Passage
● ● ● ● ● ● ●

Here’s a secret that gardeners don’t talk about much: We have killed plants. Yes, it’s true, our green thumbs were once as black as compost. The only difference is, we learned from our mistakes.
Houseplants can be a proving ground for gardeners. You can have good luck with supposedly temperamental orchids and lousy luck with easy-as-pie succulents.
Because home environments vary in light, temperature and humidity, finding the balance that works for your houseplant is the key to indoor gardening happiness.
Generally speaking, houseplants flourish with temperatures in the range of 60 to 75 degrees, and tropicals like humidity between 50 and 70 percent. This is cooler and more humid than the average home.
To increase humidity, mist tropical plants. They also like lots of light and your home’s available light may need to be supplemented with grow lights to give your houseplants what they need.
To get the most out of your houseplants, “read” them. As you conduct the triage, look for signs of stress:
- Are the leaves yellow? It could be that your plant is overwatered. Make sure your plant has adequate drainage and back off on the watering regimen.
- Are the leaves curling? Administer water, stat.
- Are there unwelcome visitors on your plant? Webs and white stuff are the clues there. Read up on care for pest-stricken houseplants.
In the event of more serious problems and you suspect that the plant is not long for this world, check the stem. If there is any bit of green in the stem, and it’s pliable and firm, there’s hope.

● ● ● ● ● ● ●

Given data
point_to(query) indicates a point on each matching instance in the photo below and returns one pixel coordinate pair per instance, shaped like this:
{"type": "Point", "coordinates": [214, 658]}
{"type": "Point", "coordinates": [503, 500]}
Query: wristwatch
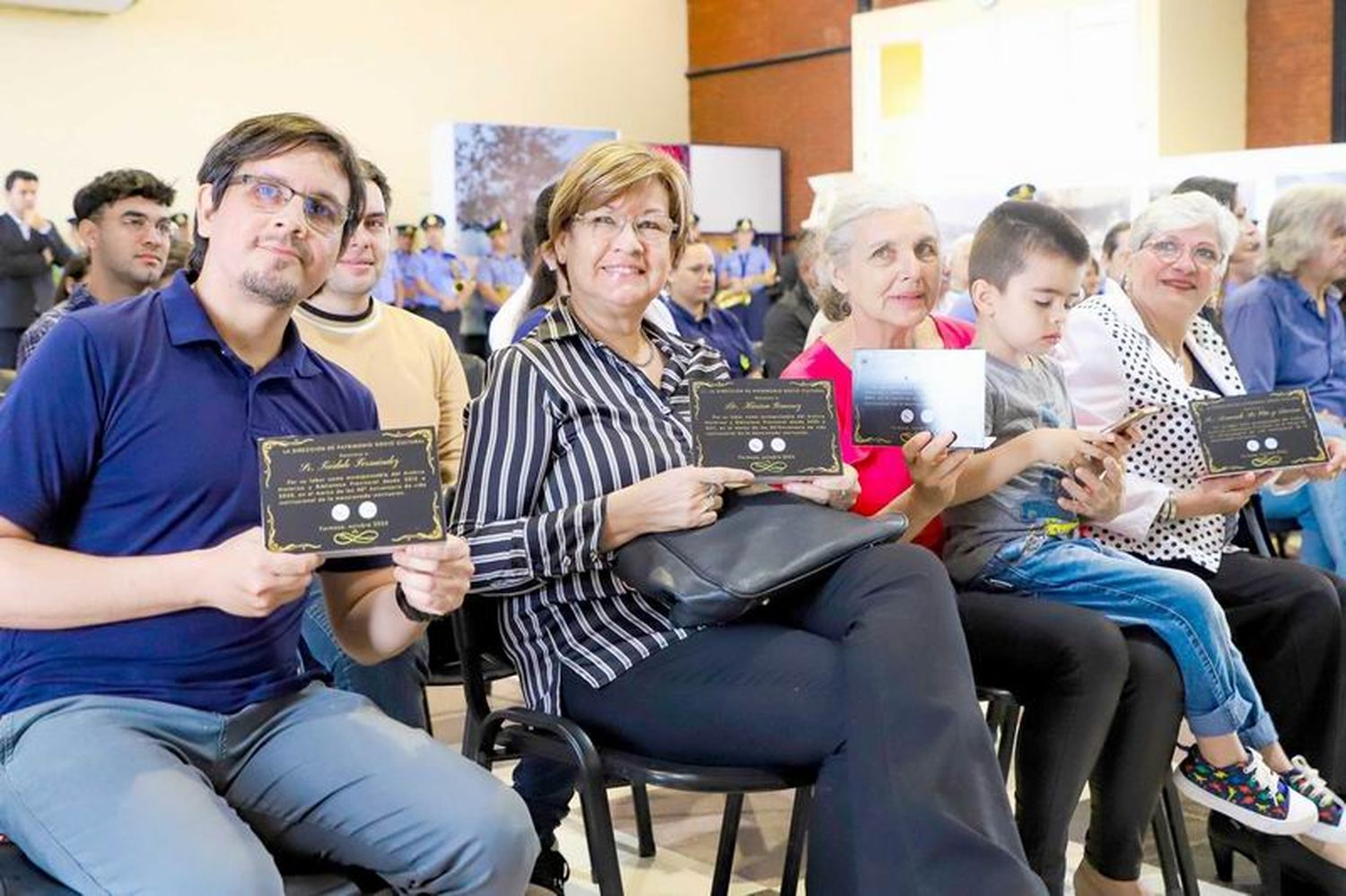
{"type": "Point", "coordinates": [1168, 511]}
{"type": "Point", "coordinates": [411, 613]}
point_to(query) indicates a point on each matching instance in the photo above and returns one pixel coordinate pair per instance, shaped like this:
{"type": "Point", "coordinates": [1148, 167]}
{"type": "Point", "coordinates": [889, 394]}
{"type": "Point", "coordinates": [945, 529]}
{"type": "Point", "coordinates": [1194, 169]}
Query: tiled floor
{"type": "Point", "coordinates": [686, 826]}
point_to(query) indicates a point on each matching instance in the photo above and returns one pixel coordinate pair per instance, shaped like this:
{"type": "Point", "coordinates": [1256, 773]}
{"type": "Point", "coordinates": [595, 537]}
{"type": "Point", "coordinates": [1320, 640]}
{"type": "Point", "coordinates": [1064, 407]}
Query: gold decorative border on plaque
{"type": "Point", "coordinates": [769, 467]}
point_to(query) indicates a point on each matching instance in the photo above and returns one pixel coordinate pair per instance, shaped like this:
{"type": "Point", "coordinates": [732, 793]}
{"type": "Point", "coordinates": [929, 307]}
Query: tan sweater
{"type": "Point", "coordinates": [408, 363]}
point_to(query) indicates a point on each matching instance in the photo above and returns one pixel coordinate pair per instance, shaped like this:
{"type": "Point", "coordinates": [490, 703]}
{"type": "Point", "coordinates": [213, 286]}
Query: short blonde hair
{"type": "Point", "coordinates": [851, 204]}
{"type": "Point", "coordinates": [613, 169]}
{"type": "Point", "coordinates": [1297, 221]}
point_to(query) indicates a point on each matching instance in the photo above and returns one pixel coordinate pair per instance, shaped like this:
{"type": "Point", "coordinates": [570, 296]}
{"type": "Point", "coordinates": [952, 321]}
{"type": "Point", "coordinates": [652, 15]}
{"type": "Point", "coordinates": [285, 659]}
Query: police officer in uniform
{"type": "Point", "coordinates": [745, 274]}
{"type": "Point", "coordinates": [447, 277]}
{"type": "Point", "coordinates": [498, 274]}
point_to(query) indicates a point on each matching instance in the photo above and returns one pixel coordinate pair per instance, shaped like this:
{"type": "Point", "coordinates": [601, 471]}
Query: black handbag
{"type": "Point", "coordinates": [762, 546]}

● ● ● ● ● ● ●

Task statement
Copy the houseplant passage starting at "Generally speaking, houseplants" and ending at "what they need.", swapping "grow lights" for "plant lamps". The listing has no role in this.

Complete output
Generally speaking, houseplants flourish with temperatures in the range of 60 to 75 degrees, and tropicals like humidity between 50 and 70 percent. This is cooler and more humid than the average home.
To increase humidity, mist tropical plants. They also like lots of light and your home’s available light may need to be supplemented with plant lamps to give your houseplants what they need.